Problem requirements => State how many lines in the records below contain the string "blue", where case counts. Reply with the number alone.

● ● ●

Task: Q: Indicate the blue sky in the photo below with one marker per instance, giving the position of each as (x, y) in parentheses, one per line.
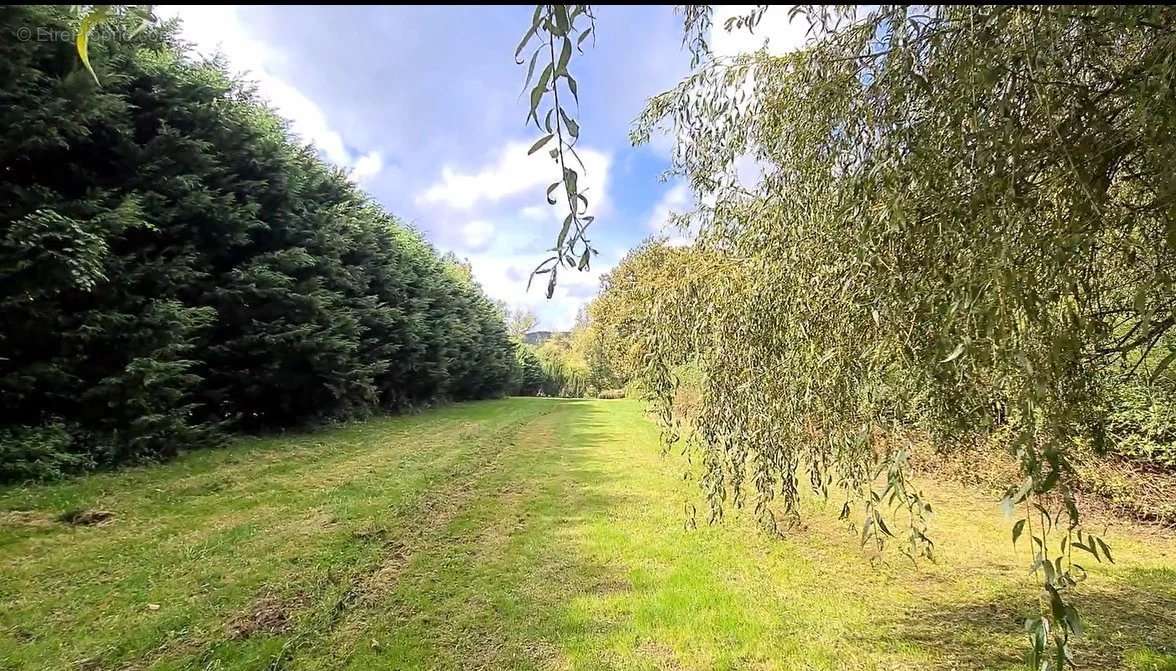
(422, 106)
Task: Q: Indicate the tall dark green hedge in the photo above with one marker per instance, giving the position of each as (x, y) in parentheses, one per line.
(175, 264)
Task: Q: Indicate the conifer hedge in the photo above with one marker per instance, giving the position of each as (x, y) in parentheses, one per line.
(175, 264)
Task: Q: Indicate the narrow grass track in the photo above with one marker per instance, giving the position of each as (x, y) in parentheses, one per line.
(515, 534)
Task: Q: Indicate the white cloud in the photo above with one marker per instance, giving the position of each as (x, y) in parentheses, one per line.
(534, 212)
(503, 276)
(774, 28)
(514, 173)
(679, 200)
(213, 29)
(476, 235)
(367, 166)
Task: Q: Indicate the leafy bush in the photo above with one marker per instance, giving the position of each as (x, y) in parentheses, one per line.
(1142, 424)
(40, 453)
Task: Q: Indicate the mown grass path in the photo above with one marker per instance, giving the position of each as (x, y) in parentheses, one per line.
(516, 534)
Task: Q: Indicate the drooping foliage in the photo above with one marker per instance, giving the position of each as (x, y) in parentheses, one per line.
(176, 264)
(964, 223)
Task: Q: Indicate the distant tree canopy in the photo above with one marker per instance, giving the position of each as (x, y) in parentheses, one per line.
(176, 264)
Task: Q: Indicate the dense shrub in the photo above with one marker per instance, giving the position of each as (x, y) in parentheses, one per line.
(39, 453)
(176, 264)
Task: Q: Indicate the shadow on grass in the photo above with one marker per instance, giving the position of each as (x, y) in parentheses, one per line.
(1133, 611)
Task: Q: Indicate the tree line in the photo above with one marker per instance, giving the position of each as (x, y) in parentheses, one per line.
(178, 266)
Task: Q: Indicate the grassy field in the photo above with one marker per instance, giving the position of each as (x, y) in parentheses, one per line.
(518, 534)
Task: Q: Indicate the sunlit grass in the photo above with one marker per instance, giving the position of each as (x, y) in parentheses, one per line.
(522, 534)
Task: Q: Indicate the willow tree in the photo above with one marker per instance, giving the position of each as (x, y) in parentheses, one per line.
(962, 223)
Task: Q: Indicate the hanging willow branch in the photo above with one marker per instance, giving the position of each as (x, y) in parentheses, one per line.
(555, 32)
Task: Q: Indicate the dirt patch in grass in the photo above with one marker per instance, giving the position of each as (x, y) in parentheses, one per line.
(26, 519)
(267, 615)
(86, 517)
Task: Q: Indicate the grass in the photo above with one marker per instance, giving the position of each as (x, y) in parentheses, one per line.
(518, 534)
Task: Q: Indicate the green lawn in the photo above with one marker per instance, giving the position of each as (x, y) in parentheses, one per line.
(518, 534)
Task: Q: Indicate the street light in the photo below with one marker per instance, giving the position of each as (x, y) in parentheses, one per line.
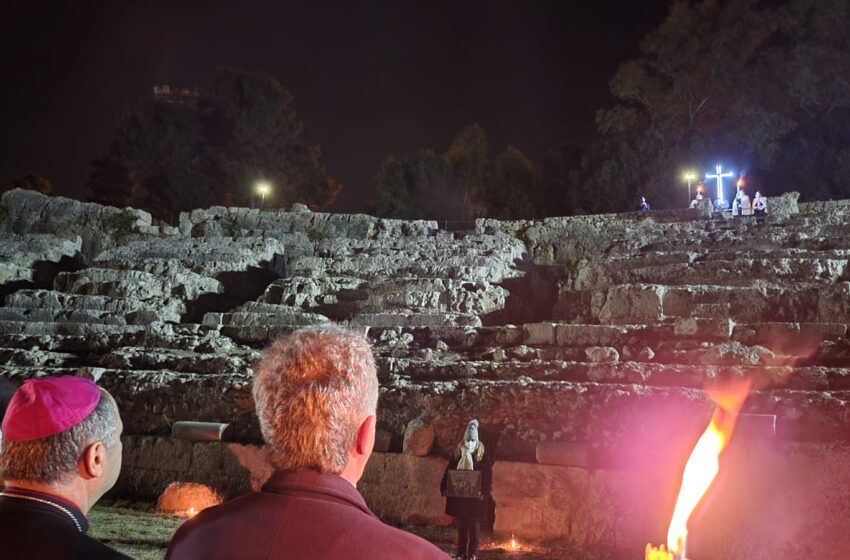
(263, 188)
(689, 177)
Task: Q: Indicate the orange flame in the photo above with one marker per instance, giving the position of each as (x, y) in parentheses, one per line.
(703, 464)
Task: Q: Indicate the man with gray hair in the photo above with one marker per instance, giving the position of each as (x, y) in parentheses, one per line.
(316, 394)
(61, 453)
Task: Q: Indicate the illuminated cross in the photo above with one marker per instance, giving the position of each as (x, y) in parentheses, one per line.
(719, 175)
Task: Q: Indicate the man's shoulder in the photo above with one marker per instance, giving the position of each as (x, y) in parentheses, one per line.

● ● ●

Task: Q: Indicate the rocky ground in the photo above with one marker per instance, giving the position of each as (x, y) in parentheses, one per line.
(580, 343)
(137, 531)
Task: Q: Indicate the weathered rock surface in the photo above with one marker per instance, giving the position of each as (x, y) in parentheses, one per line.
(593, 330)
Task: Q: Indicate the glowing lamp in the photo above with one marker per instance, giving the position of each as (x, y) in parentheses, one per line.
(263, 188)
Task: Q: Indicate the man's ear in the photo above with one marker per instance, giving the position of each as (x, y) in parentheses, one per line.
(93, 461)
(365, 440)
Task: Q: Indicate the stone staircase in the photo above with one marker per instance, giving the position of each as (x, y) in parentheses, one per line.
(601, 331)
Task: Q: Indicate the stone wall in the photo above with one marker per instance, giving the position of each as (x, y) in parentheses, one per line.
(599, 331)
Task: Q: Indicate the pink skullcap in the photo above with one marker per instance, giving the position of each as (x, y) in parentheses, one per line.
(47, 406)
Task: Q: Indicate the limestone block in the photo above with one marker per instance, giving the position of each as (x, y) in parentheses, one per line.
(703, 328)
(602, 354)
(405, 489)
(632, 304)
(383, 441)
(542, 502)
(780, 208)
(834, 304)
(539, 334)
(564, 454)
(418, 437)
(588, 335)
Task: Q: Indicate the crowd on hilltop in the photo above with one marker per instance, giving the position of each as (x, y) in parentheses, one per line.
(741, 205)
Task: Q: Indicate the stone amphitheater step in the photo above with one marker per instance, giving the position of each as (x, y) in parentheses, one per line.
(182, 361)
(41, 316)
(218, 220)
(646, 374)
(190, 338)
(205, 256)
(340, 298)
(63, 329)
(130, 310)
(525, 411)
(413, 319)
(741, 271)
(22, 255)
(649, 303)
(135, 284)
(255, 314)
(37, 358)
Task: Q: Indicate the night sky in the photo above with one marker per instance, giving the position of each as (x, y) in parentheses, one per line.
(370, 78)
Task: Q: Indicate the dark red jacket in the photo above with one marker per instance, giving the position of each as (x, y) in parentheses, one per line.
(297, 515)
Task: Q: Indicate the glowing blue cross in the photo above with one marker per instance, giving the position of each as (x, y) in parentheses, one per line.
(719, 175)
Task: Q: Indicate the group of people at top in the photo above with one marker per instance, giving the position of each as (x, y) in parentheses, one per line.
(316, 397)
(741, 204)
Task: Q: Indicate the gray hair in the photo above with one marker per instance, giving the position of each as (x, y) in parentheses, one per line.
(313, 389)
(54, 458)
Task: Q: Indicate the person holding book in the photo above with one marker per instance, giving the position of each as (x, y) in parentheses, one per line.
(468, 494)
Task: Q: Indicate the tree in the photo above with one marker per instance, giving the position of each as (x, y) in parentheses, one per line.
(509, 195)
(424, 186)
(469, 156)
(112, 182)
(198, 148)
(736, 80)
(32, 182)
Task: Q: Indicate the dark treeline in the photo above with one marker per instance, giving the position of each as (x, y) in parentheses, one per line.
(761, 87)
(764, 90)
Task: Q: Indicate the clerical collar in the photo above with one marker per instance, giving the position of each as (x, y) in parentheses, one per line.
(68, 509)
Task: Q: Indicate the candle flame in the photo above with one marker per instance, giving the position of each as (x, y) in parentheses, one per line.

● ● ●

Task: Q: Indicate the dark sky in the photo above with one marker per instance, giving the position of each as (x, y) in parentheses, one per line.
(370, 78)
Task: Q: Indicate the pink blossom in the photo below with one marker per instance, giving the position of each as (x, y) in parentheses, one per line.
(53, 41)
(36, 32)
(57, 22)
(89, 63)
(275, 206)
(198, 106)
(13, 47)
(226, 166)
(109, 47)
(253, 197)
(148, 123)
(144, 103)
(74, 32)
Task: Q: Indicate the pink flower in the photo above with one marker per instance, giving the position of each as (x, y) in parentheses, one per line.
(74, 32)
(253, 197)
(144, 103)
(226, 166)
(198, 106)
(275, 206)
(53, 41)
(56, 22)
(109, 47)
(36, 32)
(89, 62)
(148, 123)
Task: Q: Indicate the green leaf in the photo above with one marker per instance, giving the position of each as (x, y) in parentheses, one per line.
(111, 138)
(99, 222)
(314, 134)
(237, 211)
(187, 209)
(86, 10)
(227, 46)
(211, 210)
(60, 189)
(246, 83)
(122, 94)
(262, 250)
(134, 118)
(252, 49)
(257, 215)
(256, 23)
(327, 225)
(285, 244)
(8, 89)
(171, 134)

● ● ●

Correct result => 2